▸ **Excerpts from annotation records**
======

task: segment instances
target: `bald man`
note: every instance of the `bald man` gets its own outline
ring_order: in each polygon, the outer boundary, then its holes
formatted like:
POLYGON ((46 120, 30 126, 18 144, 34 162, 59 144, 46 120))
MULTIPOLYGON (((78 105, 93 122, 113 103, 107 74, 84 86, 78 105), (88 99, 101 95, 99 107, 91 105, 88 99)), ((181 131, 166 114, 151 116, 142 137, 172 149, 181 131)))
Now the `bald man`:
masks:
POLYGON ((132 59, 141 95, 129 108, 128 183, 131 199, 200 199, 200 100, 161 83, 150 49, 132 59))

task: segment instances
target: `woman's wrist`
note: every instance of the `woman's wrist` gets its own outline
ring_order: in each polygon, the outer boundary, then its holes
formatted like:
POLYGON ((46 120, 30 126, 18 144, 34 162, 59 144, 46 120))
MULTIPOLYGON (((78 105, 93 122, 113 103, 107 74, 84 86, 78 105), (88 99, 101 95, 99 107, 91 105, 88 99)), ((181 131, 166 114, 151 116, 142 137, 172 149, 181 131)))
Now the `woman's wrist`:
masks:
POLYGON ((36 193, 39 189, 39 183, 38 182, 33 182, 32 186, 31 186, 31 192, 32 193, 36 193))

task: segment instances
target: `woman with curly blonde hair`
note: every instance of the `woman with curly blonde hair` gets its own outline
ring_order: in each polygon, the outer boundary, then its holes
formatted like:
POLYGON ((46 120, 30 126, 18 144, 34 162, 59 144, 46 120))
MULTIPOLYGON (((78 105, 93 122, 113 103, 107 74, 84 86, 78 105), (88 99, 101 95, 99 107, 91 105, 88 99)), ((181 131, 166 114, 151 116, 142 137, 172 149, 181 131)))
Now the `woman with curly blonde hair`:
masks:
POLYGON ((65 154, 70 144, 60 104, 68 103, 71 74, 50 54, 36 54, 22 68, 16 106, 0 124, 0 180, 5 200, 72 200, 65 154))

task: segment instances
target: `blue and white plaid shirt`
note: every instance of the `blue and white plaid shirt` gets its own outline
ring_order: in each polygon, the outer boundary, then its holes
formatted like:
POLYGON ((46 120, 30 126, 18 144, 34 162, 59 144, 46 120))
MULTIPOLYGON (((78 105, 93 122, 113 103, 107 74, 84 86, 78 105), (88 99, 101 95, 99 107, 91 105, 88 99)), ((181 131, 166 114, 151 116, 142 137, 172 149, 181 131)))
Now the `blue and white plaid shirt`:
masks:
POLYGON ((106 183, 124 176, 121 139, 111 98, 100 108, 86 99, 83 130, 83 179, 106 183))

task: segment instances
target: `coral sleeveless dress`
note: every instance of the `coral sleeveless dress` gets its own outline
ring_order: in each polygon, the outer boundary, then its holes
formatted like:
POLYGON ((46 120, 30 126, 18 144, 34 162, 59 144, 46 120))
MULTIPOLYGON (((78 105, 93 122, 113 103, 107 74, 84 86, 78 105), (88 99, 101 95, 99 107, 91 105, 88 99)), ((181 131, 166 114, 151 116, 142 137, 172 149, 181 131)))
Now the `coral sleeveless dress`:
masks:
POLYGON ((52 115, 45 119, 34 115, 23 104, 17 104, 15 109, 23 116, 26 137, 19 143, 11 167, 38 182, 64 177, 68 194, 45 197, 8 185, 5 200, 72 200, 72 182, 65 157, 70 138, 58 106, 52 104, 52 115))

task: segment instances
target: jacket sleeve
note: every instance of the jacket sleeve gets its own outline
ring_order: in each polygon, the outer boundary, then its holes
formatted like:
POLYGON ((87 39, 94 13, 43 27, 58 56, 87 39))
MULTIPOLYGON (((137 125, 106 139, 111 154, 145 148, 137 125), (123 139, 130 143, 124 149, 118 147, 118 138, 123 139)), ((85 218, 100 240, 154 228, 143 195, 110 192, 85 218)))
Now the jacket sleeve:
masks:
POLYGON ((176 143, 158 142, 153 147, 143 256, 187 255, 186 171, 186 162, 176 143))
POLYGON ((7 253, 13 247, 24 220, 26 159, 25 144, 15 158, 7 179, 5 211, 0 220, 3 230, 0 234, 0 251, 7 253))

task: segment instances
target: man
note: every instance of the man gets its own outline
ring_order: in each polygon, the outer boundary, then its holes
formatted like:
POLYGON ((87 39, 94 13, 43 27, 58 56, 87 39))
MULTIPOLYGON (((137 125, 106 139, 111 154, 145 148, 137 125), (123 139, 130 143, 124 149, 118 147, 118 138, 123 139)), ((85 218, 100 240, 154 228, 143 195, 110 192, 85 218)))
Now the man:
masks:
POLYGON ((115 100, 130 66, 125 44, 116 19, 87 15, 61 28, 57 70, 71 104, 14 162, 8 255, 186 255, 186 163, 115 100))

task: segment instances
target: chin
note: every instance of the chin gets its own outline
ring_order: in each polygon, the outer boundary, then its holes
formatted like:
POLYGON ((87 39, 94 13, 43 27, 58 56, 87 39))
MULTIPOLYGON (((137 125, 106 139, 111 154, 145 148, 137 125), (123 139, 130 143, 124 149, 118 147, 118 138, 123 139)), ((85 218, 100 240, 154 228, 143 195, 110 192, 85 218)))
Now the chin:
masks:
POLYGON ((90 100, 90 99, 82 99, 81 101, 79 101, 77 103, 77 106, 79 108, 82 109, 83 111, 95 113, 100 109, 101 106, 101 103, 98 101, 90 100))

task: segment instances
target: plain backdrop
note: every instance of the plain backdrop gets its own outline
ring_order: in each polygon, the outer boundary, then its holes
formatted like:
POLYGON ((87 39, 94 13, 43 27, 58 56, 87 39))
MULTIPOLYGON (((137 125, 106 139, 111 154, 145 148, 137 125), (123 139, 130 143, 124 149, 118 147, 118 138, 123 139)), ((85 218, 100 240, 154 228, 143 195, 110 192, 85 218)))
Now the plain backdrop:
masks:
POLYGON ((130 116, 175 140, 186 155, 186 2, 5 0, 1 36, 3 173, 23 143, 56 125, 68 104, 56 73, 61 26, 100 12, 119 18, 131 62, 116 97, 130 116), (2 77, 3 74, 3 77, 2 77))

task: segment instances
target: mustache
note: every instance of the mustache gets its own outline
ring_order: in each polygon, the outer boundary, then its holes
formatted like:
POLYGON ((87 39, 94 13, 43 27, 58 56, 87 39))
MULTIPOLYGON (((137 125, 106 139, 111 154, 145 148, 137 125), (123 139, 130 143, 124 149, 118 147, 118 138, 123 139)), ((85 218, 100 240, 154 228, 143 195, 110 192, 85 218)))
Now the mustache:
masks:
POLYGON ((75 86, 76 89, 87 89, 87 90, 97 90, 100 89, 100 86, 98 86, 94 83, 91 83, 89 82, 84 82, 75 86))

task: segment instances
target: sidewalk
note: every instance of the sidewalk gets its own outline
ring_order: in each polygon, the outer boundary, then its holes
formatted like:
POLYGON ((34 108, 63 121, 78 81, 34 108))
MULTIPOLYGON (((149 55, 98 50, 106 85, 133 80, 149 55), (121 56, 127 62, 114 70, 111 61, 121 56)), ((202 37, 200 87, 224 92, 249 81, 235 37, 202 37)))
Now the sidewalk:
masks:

======

▸ **TASK INSTRUCTIONS**
Locate each of the lines above that contains the string "dress", and copy those lines. Treat the match as case-sensitive.

▸ **ANSWER**
target: `coral sleeveless dress`
note: every instance of the `coral sleeveless dress` gets its own outline
Now the `coral sleeveless dress`:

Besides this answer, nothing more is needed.